Text to read:
————————

Interview by Simona Serban

Immaterials (2011)

onformative is a multidisciplinary studio for digital art and design, focused on constantly searching for new forms of creative expression in all of their design initiatives and installations. The studio has a unique design approach as they focus on emphasising and creating design strategies that evoke emotional responses, playing with the visitor’s empathic replies to their immersive installations.

Founded by Julia Laub and Cedric Kiefer in 2010, onformative has been continuously evolving and refining itself. In their own words, we create meaningful works that challenge the boundaries between art, design and technology. As we stay true to an open process, the outcome of our works takes on varying forms across media through self-initiated and commissioned projects that range from interactive media installations, generative design and dynamic visuals to data-driven narratives.

For the studio to achieve such results, its team includes creatives from various international backgrounds and disciplines with experience and knowledge connected by a shared fascination with the creative process of exploration and our keen interest in the unknown. 

By staying simultaneously focused and open-minded, they ensure a work environment that enables professionality as much as creativity. Anima Iki (2015) is a spatial installation that reacts to its environment creating an immersive experience of light and sound. They focused on showcasing the ability that art and design have in common: to open new perspectives for the viewers. In architectural design, this principle enters new dimensions. From large outdoor screens to spatial screen installations and data-infused sculptures, there are endless possibilities to transform rooms, foyers or complete buildings and enhance their visual impact.

Ambient Mode is another project that focuses on thinning the space between the stillness of a picture and the fluidity of moving images. This project focuses on unique artistic content that turns the Samsung QLED TV into more than a screen with the Samsung Ambient Mode that elegantly integrates it into the room. The studio focused on the significance of an integrative approach when working at the intersection of technology and design is clearly shown through the symbiosis of hardware and software in the Ambient Mode project. 

IBM Watson is a project that approaches a visual representation related to the brand’s identity. It is easy to grasp that an extensive research and development process has been essential. onformative focused on design solutions to give an increasingly human-like technology identity that was authentic and trustworthy. Different sets of behaviours and how they would be represented regarding movement, shapes or materiality were developed to transform analogue and digital.

————————

Shape annotation entries:
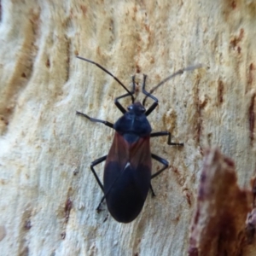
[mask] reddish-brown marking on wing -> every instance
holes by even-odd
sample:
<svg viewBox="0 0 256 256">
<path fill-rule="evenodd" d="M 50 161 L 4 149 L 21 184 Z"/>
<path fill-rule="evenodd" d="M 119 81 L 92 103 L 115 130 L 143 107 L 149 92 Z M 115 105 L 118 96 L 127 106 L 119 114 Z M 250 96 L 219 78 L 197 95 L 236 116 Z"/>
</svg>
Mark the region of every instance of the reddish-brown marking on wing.
<svg viewBox="0 0 256 256">
<path fill-rule="evenodd" d="M 120 171 L 125 166 L 129 160 L 129 143 L 124 137 L 115 132 L 113 143 L 108 152 L 106 166 L 108 162 L 117 162 L 119 165 Z"/>
<path fill-rule="evenodd" d="M 131 144 L 124 139 L 122 135 L 115 132 L 106 166 L 110 161 L 118 162 L 120 171 L 125 168 L 127 162 L 130 162 L 135 170 L 141 163 L 151 166 L 149 137 L 139 138 L 136 143 Z"/>
<path fill-rule="evenodd" d="M 131 144 L 129 149 L 129 161 L 135 170 L 137 170 L 138 166 L 147 166 L 151 171 L 149 137 L 140 138 L 136 143 Z"/>
</svg>

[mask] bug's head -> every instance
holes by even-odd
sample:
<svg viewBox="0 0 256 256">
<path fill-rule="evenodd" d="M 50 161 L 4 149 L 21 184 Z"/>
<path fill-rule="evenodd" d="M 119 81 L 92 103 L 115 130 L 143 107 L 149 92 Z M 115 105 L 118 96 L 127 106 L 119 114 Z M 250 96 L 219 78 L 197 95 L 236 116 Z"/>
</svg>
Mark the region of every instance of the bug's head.
<svg viewBox="0 0 256 256">
<path fill-rule="evenodd" d="M 130 105 L 127 109 L 129 113 L 134 113 L 135 115 L 144 114 L 146 112 L 144 106 L 143 106 L 141 102 L 135 102 Z"/>
</svg>

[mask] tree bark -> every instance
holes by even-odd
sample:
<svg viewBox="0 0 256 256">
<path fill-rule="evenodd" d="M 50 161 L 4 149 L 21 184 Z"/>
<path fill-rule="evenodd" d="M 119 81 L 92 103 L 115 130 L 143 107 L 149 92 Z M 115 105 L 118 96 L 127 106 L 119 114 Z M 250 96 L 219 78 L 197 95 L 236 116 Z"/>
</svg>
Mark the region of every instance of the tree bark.
<svg viewBox="0 0 256 256">
<path fill-rule="evenodd" d="M 234 160 L 241 189 L 255 174 L 255 10 L 249 0 L 1 0 L 1 253 L 187 255 L 205 148 L 218 146 Z M 128 224 L 106 204 L 96 212 L 102 192 L 90 164 L 108 154 L 113 131 L 76 116 L 114 123 L 121 113 L 113 100 L 125 91 L 76 55 L 128 88 L 135 74 L 139 90 L 143 73 L 149 90 L 202 64 L 154 92 L 153 131 L 184 147 L 152 138 L 152 153 L 170 165 L 152 181 L 156 197 L 148 194 Z M 161 166 L 153 162 L 154 173 Z M 96 169 L 102 178 L 103 164 Z M 255 254 L 252 239 L 243 256 Z"/>
</svg>

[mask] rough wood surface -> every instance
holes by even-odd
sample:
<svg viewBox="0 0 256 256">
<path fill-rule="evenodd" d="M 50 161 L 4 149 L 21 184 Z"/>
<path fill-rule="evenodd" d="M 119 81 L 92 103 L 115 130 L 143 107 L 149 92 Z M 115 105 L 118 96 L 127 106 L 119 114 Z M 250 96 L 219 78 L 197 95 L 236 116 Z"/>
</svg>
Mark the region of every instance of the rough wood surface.
<svg viewBox="0 0 256 256">
<path fill-rule="evenodd" d="M 255 16 L 250 0 L 1 0 L 1 254 L 187 255 L 204 148 L 218 146 L 234 160 L 241 189 L 255 174 Z M 154 94 L 154 131 L 185 146 L 152 139 L 170 167 L 129 224 L 106 206 L 95 211 L 102 195 L 90 163 L 108 153 L 113 131 L 75 115 L 114 122 L 124 90 L 77 55 L 127 86 L 147 73 L 147 88 L 204 65 Z"/>
</svg>

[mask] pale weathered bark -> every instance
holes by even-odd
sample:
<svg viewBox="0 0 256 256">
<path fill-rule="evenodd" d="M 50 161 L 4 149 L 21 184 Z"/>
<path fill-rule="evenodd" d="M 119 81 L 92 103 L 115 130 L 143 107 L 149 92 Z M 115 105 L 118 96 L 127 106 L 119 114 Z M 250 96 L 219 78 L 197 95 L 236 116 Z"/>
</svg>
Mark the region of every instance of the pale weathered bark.
<svg viewBox="0 0 256 256">
<path fill-rule="evenodd" d="M 218 146 L 235 161 L 241 189 L 255 173 L 255 2 L 0 4 L 0 254 L 187 255 L 204 149 Z M 108 153 L 113 131 L 75 115 L 114 122 L 113 99 L 125 91 L 77 55 L 127 86 L 131 75 L 141 85 L 147 73 L 148 89 L 203 65 L 154 93 L 154 131 L 170 131 L 185 145 L 152 140 L 170 167 L 152 182 L 157 197 L 148 196 L 128 224 L 106 205 L 95 211 L 102 193 L 90 163 Z M 242 255 L 255 255 L 253 243 Z"/>
</svg>

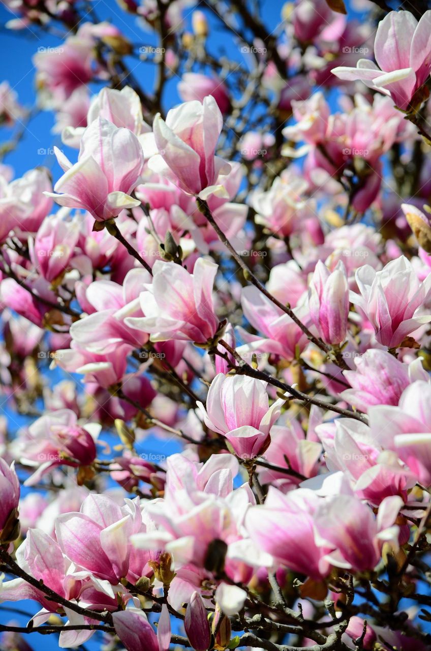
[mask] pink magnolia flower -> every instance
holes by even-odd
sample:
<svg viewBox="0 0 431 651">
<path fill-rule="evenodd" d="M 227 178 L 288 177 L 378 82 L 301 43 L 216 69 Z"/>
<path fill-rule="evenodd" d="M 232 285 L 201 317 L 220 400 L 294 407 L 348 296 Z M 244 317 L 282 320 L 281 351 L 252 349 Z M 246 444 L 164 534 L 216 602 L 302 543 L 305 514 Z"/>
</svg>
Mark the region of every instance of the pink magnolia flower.
<svg viewBox="0 0 431 651">
<path fill-rule="evenodd" d="M 377 348 L 355 357 L 354 361 L 356 370 L 343 372 L 352 388 L 346 389 L 341 396 L 361 411 L 368 411 L 373 405 L 397 405 L 410 384 L 417 380 L 431 380 L 420 359 L 405 364 Z"/>
<path fill-rule="evenodd" d="M 38 83 L 59 104 L 91 81 L 94 62 L 93 44 L 77 36 L 68 38 L 61 48 L 47 48 L 33 57 Z"/>
<path fill-rule="evenodd" d="M 156 115 L 153 131 L 159 153 L 150 159 L 150 169 L 189 194 L 202 199 L 211 191 L 225 194 L 223 187 L 214 187 L 219 174 L 230 171 L 229 163 L 214 156 L 222 126 L 220 109 L 211 96 L 202 104 L 186 102 L 171 109 L 166 122 Z"/>
<path fill-rule="evenodd" d="M 273 267 L 266 283 L 270 294 L 285 305 L 288 303 L 291 307 L 296 307 L 307 287 L 307 273 L 294 260 Z"/>
<path fill-rule="evenodd" d="M 139 348 L 148 341 L 146 333 L 137 331 L 126 324 L 126 317 L 139 318 L 139 295 L 151 277 L 144 269 L 132 269 L 122 286 L 112 281 L 91 283 L 85 294 L 78 295 L 83 308 L 91 312 L 70 327 L 76 345 L 91 353 L 105 354 L 124 344 Z"/>
<path fill-rule="evenodd" d="M 21 452 L 23 463 L 39 466 L 26 485 L 35 484 L 57 465 L 89 465 L 96 458 L 94 439 L 99 430 L 98 425 L 89 423 L 81 427 L 76 414 L 70 409 L 38 418 L 29 428 L 29 440 L 25 442 Z"/>
<path fill-rule="evenodd" d="M 276 177 L 268 191 L 255 190 L 251 203 L 257 213 L 257 223 L 282 236 L 292 235 L 303 220 L 306 204 L 303 195 L 307 187 L 303 178 L 290 170 L 285 170 Z"/>
<path fill-rule="evenodd" d="M 219 373 L 211 383 L 206 408 L 201 402 L 198 404 L 208 427 L 226 436 L 230 442 L 232 439 L 234 449 L 240 448 L 242 441 L 251 450 L 267 440 L 269 443 L 283 402 L 277 400 L 270 407 L 266 385 L 262 380 Z"/>
<path fill-rule="evenodd" d="M 211 546 L 217 539 L 227 546 L 227 575 L 234 581 L 249 581 L 251 568 L 268 565 L 270 559 L 251 541 L 243 542 L 244 516 L 255 500 L 248 484 L 233 490 L 235 458 L 213 454 L 202 464 L 173 454 L 167 465 L 164 498 L 145 508 L 156 529 L 133 536 L 132 544 L 143 549 L 165 549 L 173 554 L 176 566 L 189 563 L 212 573 L 216 568 Z"/>
<path fill-rule="evenodd" d="M 90 212 L 96 221 L 117 217 L 124 208 L 139 206 L 130 196 L 140 179 L 144 158 L 136 136 L 98 118 L 85 130 L 75 165 L 58 149 L 55 154 L 63 176 L 53 197 L 61 206 Z"/>
<path fill-rule="evenodd" d="M 10 542 L 20 533 L 18 506 L 20 501 L 20 482 L 14 464 L 8 465 L 0 458 L 0 541 Z"/>
<path fill-rule="evenodd" d="M 350 495 L 322 501 L 314 524 L 318 545 L 331 548 L 326 559 L 335 567 L 354 572 L 374 569 L 384 542 L 398 549 L 399 527 L 394 523 L 402 506 L 397 495 L 386 497 L 375 516 L 368 505 Z"/>
<path fill-rule="evenodd" d="M 319 581 L 330 566 L 323 547 L 314 540 L 314 518 L 320 498 L 306 488 L 287 495 L 273 486 L 268 489 L 265 504 L 250 508 L 245 526 L 259 547 L 293 572 Z"/>
<path fill-rule="evenodd" d="M 106 495 L 90 494 L 79 513 L 59 516 L 55 534 L 67 558 L 94 576 L 116 585 L 149 574 L 150 555 L 136 549 L 130 536 L 145 531 L 139 498 L 120 507 Z"/>
<path fill-rule="evenodd" d="M 139 608 L 113 613 L 115 632 L 127 651 L 159 651 L 157 635 Z"/>
<path fill-rule="evenodd" d="M 246 161 L 256 158 L 265 158 L 268 149 L 275 142 L 273 133 L 260 133 L 258 131 L 249 131 L 242 136 L 238 143 L 241 155 Z"/>
<path fill-rule="evenodd" d="M 195 651 L 206 651 L 210 641 L 210 624 L 202 598 L 196 590 L 186 609 L 184 628 Z"/>
<path fill-rule="evenodd" d="M 89 89 L 85 86 L 76 89 L 70 97 L 62 102 L 55 113 L 55 124 L 52 128 L 53 133 L 63 133 L 69 130 L 83 133 L 87 125 L 87 114 L 90 106 Z M 70 141 L 64 144 L 72 146 Z M 79 141 L 77 146 L 79 146 Z"/>
<path fill-rule="evenodd" d="M 17 120 L 20 120 L 24 114 L 17 94 L 7 81 L 2 81 L 0 83 L 0 124 L 12 126 Z"/>
<path fill-rule="evenodd" d="M 203 102 L 204 98 L 211 95 L 222 113 L 227 113 L 230 107 L 226 85 L 216 77 L 208 77 L 197 72 L 186 72 L 178 85 L 178 91 L 183 102 L 193 100 Z"/>
<path fill-rule="evenodd" d="M 193 274 L 174 262 L 156 260 L 152 283 L 141 294 L 146 316 L 127 317 L 126 324 L 150 333 L 152 341 L 210 341 L 219 329 L 212 299 L 217 270 L 204 258 L 197 260 Z"/>
<path fill-rule="evenodd" d="M 0 284 L 0 298 L 8 307 L 14 310 L 21 316 L 25 316 L 36 326 L 42 327 L 44 317 L 49 308 L 46 303 L 42 300 L 38 300 L 36 296 L 46 298 L 54 303 L 57 298 L 49 290 L 48 283 L 44 278 L 39 277 L 34 283 L 29 282 L 28 284 L 31 287 L 34 295 L 24 289 L 13 278 L 5 278 Z"/>
<path fill-rule="evenodd" d="M 360 59 L 356 68 L 335 68 L 342 79 L 361 79 L 367 86 L 389 95 L 395 105 L 410 111 L 417 103 L 415 94 L 431 70 L 431 11 L 418 23 L 409 11 L 391 11 L 379 23 L 374 41 L 378 65 Z M 379 66 L 379 67 L 378 67 Z M 421 104 L 423 97 L 419 97 Z"/>
<path fill-rule="evenodd" d="M 47 560 L 49 559 L 49 562 Z M 25 540 L 16 551 L 16 561 L 20 567 L 35 579 L 55 590 L 61 596 L 74 599 L 77 596 L 76 581 L 67 576 L 69 564 L 63 556 L 57 543 L 40 529 L 29 529 Z M 38 623 L 46 621 L 51 612 L 55 612 L 58 604 L 46 598 L 45 594 L 27 583 L 24 579 L 14 579 L 3 583 L 2 601 L 18 601 L 21 599 L 34 599 L 44 609 L 40 618 L 34 618 Z M 44 613 L 44 614 L 42 614 Z M 44 616 L 44 615 L 46 613 Z"/>
<path fill-rule="evenodd" d="M 346 629 L 344 637 L 348 635 L 352 641 L 361 638 L 364 630 L 365 620 L 354 615 L 349 620 L 349 625 Z M 363 646 L 367 651 L 372 651 L 374 648 L 374 643 L 377 641 L 377 635 L 368 622 L 367 622 L 367 631 L 363 636 Z"/>
<path fill-rule="evenodd" d="M 404 339 L 431 315 L 423 315 L 423 304 L 431 294 L 431 274 L 421 283 L 404 256 L 388 262 L 380 271 L 367 264 L 355 273 L 360 294 L 350 292 L 374 329 L 376 339 L 388 348 L 400 346 Z"/>
<path fill-rule="evenodd" d="M 91 100 L 84 124 L 72 125 L 70 122 L 66 125 L 61 133 L 63 143 L 69 146 L 79 147 L 85 127 L 98 118 L 107 120 L 115 126 L 128 129 L 137 137 L 150 130 L 143 117 L 139 96 L 133 89 L 130 86 L 125 86 L 120 90 L 103 88 Z"/>
<path fill-rule="evenodd" d="M 403 392 L 398 406 L 380 405 L 368 410 L 373 436 L 393 450 L 417 480 L 431 484 L 431 385 L 423 380 Z"/>
<path fill-rule="evenodd" d="M 44 167 L 26 172 L 8 186 L 3 185 L 0 176 L 2 221 L 6 221 L 8 215 L 12 221 L 12 227 L 15 227 L 17 232 L 35 232 L 52 207 L 52 199 L 44 195 L 51 190 L 49 176 Z M 24 236 L 27 239 L 27 236 Z"/>
<path fill-rule="evenodd" d="M 271 428 L 271 443 L 265 451 L 265 460 L 268 463 L 281 468 L 291 468 L 304 477 L 317 475 L 322 444 L 311 434 L 313 417 L 318 417 L 313 410 L 312 407 L 307 436 L 297 419 L 288 416 L 287 413 L 282 415 L 278 424 Z M 261 484 L 271 484 L 284 493 L 301 482 L 301 479 L 269 468 L 260 467 L 257 471 Z"/>
<path fill-rule="evenodd" d="M 250 285 L 243 288 L 241 305 L 244 316 L 264 336 L 251 335 L 238 327 L 242 339 L 247 342 L 238 348 L 240 355 L 249 356 L 259 350 L 292 360 L 295 359 L 297 350 L 304 350 L 308 339 L 302 330 L 257 287 Z M 303 323 L 309 320 L 306 306 L 296 307 L 294 312 Z"/>
<path fill-rule="evenodd" d="M 342 418 L 319 425 L 316 431 L 327 467 L 333 473 L 342 473 L 357 497 L 376 506 L 393 495 L 407 501 L 408 490 L 415 483 L 412 474 L 367 425 Z"/>
<path fill-rule="evenodd" d="M 40 493 L 27 493 L 20 500 L 20 523 L 21 531 L 26 534 L 34 529 L 40 516 L 48 506 L 48 501 Z"/>
<path fill-rule="evenodd" d="M 347 333 L 349 288 L 346 268 L 339 262 L 333 271 L 320 260 L 316 265 L 309 294 L 310 316 L 327 344 L 342 344 Z"/>
<path fill-rule="evenodd" d="M 67 219 L 68 212 L 60 210 L 46 217 L 34 243 L 30 240 L 31 261 L 49 283 L 67 269 L 79 236 L 79 224 Z"/>
</svg>

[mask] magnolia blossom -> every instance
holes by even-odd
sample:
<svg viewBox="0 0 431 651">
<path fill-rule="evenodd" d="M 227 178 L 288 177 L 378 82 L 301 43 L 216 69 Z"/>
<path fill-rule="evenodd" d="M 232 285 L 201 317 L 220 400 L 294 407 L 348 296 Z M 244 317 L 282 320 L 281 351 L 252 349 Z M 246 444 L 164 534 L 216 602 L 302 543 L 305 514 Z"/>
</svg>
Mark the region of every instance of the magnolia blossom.
<svg viewBox="0 0 431 651">
<path fill-rule="evenodd" d="M 18 521 L 20 482 L 13 464 L 9 467 L 5 460 L 1 458 L 0 488 L 0 541 L 7 543 L 18 538 L 20 533 Z"/>
<path fill-rule="evenodd" d="M 96 221 L 104 221 L 139 205 L 130 193 L 139 182 L 143 154 L 128 129 L 98 118 L 82 137 L 77 163 L 72 165 L 59 149 L 55 154 L 65 173 L 54 193 L 45 194 L 61 206 L 83 208 Z"/>
<path fill-rule="evenodd" d="M 342 79 L 361 79 L 375 90 L 389 95 L 396 106 L 410 111 L 420 104 L 415 94 L 426 81 L 431 70 L 431 11 L 419 23 L 410 11 L 391 11 L 379 23 L 374 40 L 378 65 L 360 59 L 356 68 L 332 70 Z"/>
<path fill-rule="evenodd" d="M 226 113 L 230 107 L 230 100 L 226 85 L 216 77 L 197 72 L 186 72 L 178 85 L 178 94 L 183 102 L 199 100 L 203 102 L 208 95 L 214 97 L 222 113 Z"/>
<path fill-rule="evenodd" d="M 417 380 L 403 392 L 398 406 L 370 408 L 370 426 L 376 441 L 393 450 L 424 486 L 431 484 L 431 385 Z"/>
<path fill-rule="evenodd" d="M 24 116 L 24 110 L 18 103 L 18 95 L 7 81 L 0 83 L 0 124 L 11 126 Z"/>
<path fill-rule="evenodd" d="M 342 344 L 347 332 L 348 285 L 342 262 L 331 273 L 319 260 L 310 284 L 310 316 L 327 344 Z"/>
<path fill-rule="evenodd" d="M 79 225 L 67 219 L 68 212 L 59 211 L 46 217 L 34 243 L 30 240 L 32 261 L 49 282 L 67 269 L 79 236 Z"/>
<path fill-rule="evenodd" d="M 143 318 L 127 317 L 126 325 L 150 333 L 152 341 L 182 339 L 205 344 L 219 329 L 212 301 L 217 266 L 200 258 L 193 274 L 174 262 L 157 260 L 153 280 L 141 294 Z"/>
<path fill-rule="evenodd" d="M 114 613 L 113 620 L 115 632 L 127 651 L 160 651 L 157 636 L 139 608 Z"/>
<path fill-rule="evenodd" d="M 374 329 L 376 339 L 388 348 L 396 348 L 431 315 L 423 314 L 431 293 L 431 275 L 421 283 L 404 256 L 388 262 L 381 271 L 369 265 L 355 275 L 360 294 L 350 292 L 357 305 Z"/>
<path fill-rule="evenodd" d="M 107 120 L 115 126 L 128 129 L 138 137 L 150 131 L 150 127 L 143 117 L 141 100 L 133 89 L 130 86 L 125 86 L 120 90 L 103 88 L 92 100 L 85 113 L 84 126 L 77 124 L 72 127 L 68 122 L 63 130 L 61 139 L 63 143 L 69 146 L 79 147 L 85 126 L 98 118 Z"/>
<path fill-rule="evenodd" d="M 56 465 L 89 465 L 96 458 L 94 440 L 100 430 L 96 424 L 81 427 L 70 409 L 60 409 L 38 419 L 30 426 L 29 440 L 21 451 L 23 462 L 38 466 L 27 484 L 35 484 Z"/>
<path fill-rule="evenodd" d="M 410 384 L 417 380 L 431 379 L 420 359 L 405 364 L 390 353 L 376 348 L 354 357 L 354 362 L 356 370 L 343 373 L 352 388 L 346 389 L 341 396 L 363 411 L 373 405 L 397 405 Z"/>
<path fill-rule="evenodd" d="M 222 126 L 220 109 L 212 96 L 202 104 L 186 102 L 171 109 L 166 122 L 158 114 L 153 130 L 159 153 L 150 159 L 149 167 L 189 194 L 206 199 L 216 191 L 223 196 L 223 187 L 213 187 L 219 174 L 230 170 L 214 155 Z"/>
<path fill-rule="evenodd" d="M 206 408 L 199 403 L 205 424 L 224 434 L 242 458 L 253 458 L 268 447 L 280 415 L 283 400 L 270 407 L 266 389 L 261 380 L 219 373 L 211 383 Z"/>
<path fill-rule="evenodd" d="M 202 597 L 196 590 L 186 609 L 184 628 L 195 651 L 206 651 L 210 646 L 210 624 Z"/>
</svg>

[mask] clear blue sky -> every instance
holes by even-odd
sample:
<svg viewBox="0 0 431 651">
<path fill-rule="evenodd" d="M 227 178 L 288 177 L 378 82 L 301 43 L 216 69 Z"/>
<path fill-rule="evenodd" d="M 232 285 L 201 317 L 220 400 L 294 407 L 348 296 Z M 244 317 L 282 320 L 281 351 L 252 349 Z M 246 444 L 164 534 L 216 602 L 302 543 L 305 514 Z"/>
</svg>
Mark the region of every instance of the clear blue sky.
<svg viewBox="0 0 431 651">
<path fill-rule="evenodd" d="M 144 32 L 136 24 L 135 18 L 128 16 L 120 10 L 115 0 L 94 0 L 92 3 L 98 16 L 102 20 L 109 20 L 118 27 L 130 40 L 133 43 L 145 44 L 155 44 L 154 37 L 150 33 Z M 262 16 L 264 21 L 270 31 L 273 30 L 279 23 L 280 11 L 284 1 L 281 0 L 265 0 L 262 3 Z M 346 3 L 348 7 L 348 2 Z M 186 23 L 189 27 L 190 14 L 191 10 L 186 10 L 188 16 Z M 35 104 L 35 69 L 32 63 L 32 57 L 37 51 L 38 47 L 58 46 L 61 40 L 54 36 L 42 34 L 37 29 L 30 27 L 20 32 L 6 30 L 5 23 L 11 18 L 11 14 L 0 5 L 0 61 L 2 66 L 0 72 L 0 82 L 7 79 L 10 86 L 18 94 L 21 104 L 31 107 Z M 237 50 L 229 42 L 227 42 L 225 35 L 221 30 L 219 23 L 210 20 L 212 27 L 211 48 L 216 53 L 220 47 L 223 47 L 228 54 L 236 54 Z M 128 62 L 131 68 L 135 68 L 134 74 L 143 85 L 144 89 L 151 88 L 152 86 L 153 71 L 152 66 L 142 62 L 139 62 L 136 59 L 130 59 Z M 136 66 L 136 67 L 135 67 Z M 176 94 L 176 83 L 178 79 L 174 77 L 170 81 L 166 88 L 165 95 L 165 106 L 169 107 L 175 104 L 179 100 Z M 51 154 L 41 154 L 38 150 L 51 150 L 54 145 L 60 145 L 58 136 L 51 133 L 51 129 L 54 124 L 53 116 L 49 112 L 41 112 L 30 122 L 25 132 L 24 137 L 18 150 L 8 154 L 5 162 L 12 166 L 16 176 L 21 176 L 25 171 L 37 165 L 45 165 L 51 169 L 54 180 L 57 180 L 61 170 L 57 163 L 55 156 Z M 13 131 L 5 128 L 0 128 L 0 142 L 10 138 Z M 64 148 L 62 147 L 62 148 Z M 67 154 L 67 151 L 66 152 Z M 71 153 L 72 160 L 76 159 L 76 153 Z M 16 417 L 14 417 L 16 418 Z M 16 621 L 20 626 L 25 626 L 28 618 L 19 615 L 7 612 L 7 607 L 21 608 L 31 614 L 35 613 L 39 609 L 37 603 L 25 602 L 16 604 L 8 603 L 0 605 L 0 623 L 10 622 L 11 619 Z M 27 636 L 26 641 L 35 650 L 51 651 L 58 648 L 55 636 L 39 636 L 32 634 Z M 87 643 L 85 647 L 89 651 L 96 651 L 100 648 L 100 644 L 95 641 L 93 637 L 92 641 Z"/>
</svg>

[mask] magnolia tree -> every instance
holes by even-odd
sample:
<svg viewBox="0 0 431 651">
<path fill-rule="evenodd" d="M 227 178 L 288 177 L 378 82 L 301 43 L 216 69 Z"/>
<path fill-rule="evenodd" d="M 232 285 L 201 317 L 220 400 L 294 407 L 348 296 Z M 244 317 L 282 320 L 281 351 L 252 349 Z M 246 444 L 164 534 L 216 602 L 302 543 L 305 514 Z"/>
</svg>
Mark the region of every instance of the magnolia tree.
<svg viewBox="0 0 431 651">
<path fill-rule="evenodd" d="M 427 3 L 4 4 L 2 648 L 429 649 Z"/>
</svg>

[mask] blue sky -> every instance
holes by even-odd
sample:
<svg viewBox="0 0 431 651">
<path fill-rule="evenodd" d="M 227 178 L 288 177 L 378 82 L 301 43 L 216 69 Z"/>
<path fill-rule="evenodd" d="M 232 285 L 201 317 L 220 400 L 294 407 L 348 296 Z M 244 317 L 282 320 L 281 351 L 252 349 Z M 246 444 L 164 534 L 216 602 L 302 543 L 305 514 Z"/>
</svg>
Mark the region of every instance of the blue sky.
<svg viewBox="0 0 431 651">
<path fill-rule="evenodd" d="M 262 3 L 262 16 L 270 31 L 274 29 L 279 23 L 280 10 L 283 1 L 281 0 L 266 0 Z M 118 27 L 130 40 L 133 43 L 143 44 L 156 44 L 154 37 L 150 33 L 144 32 L 137 24 L 133 16 L 121 11 L 115 0 L 95 0 L 92 7 L 102 20 L 110 20 Z M 187 10 L 186 23 L 189 26 L 191 10 Z M 11 18 L 11 14 L 3 5 L 0 5 L 0 25 L 4 25 Z M 225 33 L 221 29 L 219 23 L 214 19 L 210 21 L 211 26 L 211 48 L 216 54 L 223 47 L 228 55 L 237 54 L 234 46 L 227 42 Z M 33 55 L 38 47 L 58 46 L 61 41 L 55 36 L 42 34 L 37 29 L 31 27 L 20 32 L 14 32 L 2 28 L 0 31 L 0 61 L 3 62 L 0 81 L 7 79 L 18 94 L 21 104 L 31 107 L 35 100 L 35 70 L 31 62 Z M 133 74 L 142 83 L 145 89 L 151 88 L 153 81 L 152 67 L 139 62 L 137 59 L 130 58 L 128 61 L 130 68 L 134 68 Z M 175 104 L 178 100 L 176 93 L 177 77 L 174 77 L 167 84 L 165 94 L 165 107 Z M 24 137 L 16 151 L 8 154 L 5 160 L 14 168 L 16 176 L 21 176 L 25 171 L 37 165 L 45 165 L 53 173 L 54 180 L 57 180 L 61 173 L 55 156 L 52 153 L 40 153 L 40 150 L 52 151 L 54 145 L 61 145 L 59 136 L 53 135 L 51 130 L 54 123 L 53 116 L 49 112 L 42 111 L 33 119 L 24 133 Z M 0 142 L 11 137 L 13 130 L 5 128 L 0 129 Z M 66 151 L 66 154 L 67 154 Z M 71 158 L 75 160 L 76 154 L 72 153 Z M 16 417 L 14 416 L 16 419 Z M 20 420 L 21 424 L 21 419 Z M 156 441 L 148 441 L 150 447 L 155 447 Z M 0 622 L 6 623 L 12 618 L 20 626 L 24 626 L 28 618 L 24 615 L 10 613 L 6 607 L 14 607 L 15 604 L 7 603 L 0 605 Z M 38 604 L 32 602 L 20 602 L 16 605 L 30 614 L 34 614 L 39 609 Z M 87 643 L 85 646 L 89 651 L 95 651 L 100 648 L 100 644 L 94 641 Z M 51 651 L 58 648 L 54 636 L 40 637 L 32 634 L 26 638 L 35 650 Z"/>
</svg>

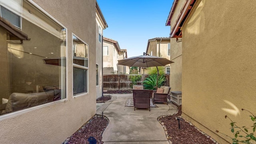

————————

Work to complete:
In the onformative interview, what forms does the studio's project range span?

Problem solution:
- Interactive media installations
- Generative design
- Dynamic visuals
- Data-driven narratives